- [WORK INSTRUCTIONS] Word for word, repeat the lines of the records from the one containing "one marker per instance, written like [143,197]" through the last line, both included.

- [RECORDS FOR THIS TASK]

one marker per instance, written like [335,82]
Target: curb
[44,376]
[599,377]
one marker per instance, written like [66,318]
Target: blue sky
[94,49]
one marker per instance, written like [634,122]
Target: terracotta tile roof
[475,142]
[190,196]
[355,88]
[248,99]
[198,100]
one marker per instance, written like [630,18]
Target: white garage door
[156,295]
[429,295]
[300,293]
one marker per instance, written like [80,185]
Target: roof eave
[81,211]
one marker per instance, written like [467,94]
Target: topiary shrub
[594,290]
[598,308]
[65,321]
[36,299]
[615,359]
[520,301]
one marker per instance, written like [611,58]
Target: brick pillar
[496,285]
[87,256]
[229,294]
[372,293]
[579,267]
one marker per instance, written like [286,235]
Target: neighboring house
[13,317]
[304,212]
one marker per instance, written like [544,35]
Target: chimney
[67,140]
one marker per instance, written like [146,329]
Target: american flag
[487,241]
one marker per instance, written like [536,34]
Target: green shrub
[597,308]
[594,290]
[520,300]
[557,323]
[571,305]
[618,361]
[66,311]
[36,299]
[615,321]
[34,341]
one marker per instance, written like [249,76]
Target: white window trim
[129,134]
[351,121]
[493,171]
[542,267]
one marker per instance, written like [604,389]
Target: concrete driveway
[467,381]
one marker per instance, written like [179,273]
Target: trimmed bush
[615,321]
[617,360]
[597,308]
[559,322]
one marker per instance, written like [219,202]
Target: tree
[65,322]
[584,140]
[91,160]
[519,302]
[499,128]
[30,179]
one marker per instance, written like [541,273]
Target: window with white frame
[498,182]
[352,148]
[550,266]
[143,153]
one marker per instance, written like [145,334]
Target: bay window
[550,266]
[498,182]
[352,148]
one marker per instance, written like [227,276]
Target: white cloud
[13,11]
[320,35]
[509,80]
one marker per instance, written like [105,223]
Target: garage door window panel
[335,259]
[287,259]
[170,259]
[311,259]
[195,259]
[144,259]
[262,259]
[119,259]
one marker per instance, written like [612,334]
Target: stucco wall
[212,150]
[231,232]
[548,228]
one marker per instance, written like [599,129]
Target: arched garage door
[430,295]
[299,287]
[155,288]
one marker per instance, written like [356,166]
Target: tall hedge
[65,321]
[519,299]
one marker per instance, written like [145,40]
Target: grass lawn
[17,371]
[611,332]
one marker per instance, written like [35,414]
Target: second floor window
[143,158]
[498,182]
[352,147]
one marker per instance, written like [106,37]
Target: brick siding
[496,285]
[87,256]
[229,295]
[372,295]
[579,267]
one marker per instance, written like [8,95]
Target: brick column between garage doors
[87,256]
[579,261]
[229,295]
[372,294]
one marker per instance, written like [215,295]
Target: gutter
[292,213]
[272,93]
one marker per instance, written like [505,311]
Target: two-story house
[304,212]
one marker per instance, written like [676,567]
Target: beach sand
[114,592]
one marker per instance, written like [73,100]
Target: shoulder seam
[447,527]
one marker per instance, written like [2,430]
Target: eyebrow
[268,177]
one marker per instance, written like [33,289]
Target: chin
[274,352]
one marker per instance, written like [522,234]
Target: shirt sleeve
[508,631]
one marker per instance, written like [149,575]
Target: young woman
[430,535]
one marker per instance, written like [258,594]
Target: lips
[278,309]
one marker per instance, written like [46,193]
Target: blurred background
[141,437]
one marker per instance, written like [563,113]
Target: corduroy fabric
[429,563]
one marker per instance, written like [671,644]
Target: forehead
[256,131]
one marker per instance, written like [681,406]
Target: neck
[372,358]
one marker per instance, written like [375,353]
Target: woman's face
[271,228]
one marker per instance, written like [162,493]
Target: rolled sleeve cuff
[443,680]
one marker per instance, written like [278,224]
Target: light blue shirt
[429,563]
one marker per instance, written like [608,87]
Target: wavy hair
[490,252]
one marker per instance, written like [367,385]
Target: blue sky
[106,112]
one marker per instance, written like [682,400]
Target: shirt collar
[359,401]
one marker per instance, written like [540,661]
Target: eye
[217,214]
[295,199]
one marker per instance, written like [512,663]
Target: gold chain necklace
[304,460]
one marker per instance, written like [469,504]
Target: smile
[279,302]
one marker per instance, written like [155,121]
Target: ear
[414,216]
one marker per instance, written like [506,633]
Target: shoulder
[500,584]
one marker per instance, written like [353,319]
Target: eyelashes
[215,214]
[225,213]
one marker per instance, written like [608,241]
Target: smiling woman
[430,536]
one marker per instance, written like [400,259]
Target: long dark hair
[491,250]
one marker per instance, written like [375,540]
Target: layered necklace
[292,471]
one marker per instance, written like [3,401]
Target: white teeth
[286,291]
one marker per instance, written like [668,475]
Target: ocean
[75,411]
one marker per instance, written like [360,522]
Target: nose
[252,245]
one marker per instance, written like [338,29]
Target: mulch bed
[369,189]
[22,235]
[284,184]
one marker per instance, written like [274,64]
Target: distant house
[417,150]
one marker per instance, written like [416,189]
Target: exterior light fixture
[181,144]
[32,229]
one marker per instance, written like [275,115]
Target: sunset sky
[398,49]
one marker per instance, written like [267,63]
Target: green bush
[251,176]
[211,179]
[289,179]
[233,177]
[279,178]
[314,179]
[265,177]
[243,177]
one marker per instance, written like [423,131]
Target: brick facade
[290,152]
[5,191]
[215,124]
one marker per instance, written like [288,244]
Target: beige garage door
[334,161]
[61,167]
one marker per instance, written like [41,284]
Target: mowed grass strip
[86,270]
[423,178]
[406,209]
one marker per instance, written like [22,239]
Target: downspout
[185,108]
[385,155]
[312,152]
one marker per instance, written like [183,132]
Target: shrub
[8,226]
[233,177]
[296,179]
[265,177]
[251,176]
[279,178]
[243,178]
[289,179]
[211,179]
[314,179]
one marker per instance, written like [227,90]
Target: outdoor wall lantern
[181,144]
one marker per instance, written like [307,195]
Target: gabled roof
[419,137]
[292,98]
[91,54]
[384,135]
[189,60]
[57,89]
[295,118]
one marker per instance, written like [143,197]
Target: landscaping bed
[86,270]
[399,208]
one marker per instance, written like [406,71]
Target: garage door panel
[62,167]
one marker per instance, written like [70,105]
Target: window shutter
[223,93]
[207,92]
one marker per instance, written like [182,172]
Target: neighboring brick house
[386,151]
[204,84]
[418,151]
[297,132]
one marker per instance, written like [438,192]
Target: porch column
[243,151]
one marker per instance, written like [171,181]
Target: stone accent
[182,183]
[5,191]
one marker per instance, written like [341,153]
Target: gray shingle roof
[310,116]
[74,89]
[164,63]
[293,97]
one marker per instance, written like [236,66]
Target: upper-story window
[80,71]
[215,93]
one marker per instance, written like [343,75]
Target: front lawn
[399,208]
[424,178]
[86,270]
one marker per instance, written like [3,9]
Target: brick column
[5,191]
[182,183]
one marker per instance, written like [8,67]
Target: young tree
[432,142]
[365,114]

- [ANSWER]
one marker per instance, written like [143,197]
Target: landscaping bed
[86,270]
[399,208]
one marker per instance, written like [406,71]
Target: garage door panel
[62,167]
one marker per instance, written like [70,105]
Target: window shutter
[223,93]
[207,92]
one marker per instance, written like [182,172]
Target: neighboring brick house
[386,151]
[204,84]
[418,151]
[297,132]
one marker per instance, written like [438,192]
Target: porch column
[243,151]
one marker per instance, written like [171,181]
Target: stone accent
[182,183]
[5,191]
one marker per instance, written like [341,153]
Target: gray shingle roof
[310,116]
[74,89]
[164,63]
[293,97]
one marker per instance, written like [236,66]
Target: upper-story window
[80,71]
[215,93]
one marker per instance, written like [343,75]
Target: front lawn
[399,208]
[424,178]
[86,270]
one marker per instance, written like [3,9]
Target: brick column
[5,191]
[182,183]
one marker per instance, written like [8,67]
Target: young tree
[432,142]
[365,114]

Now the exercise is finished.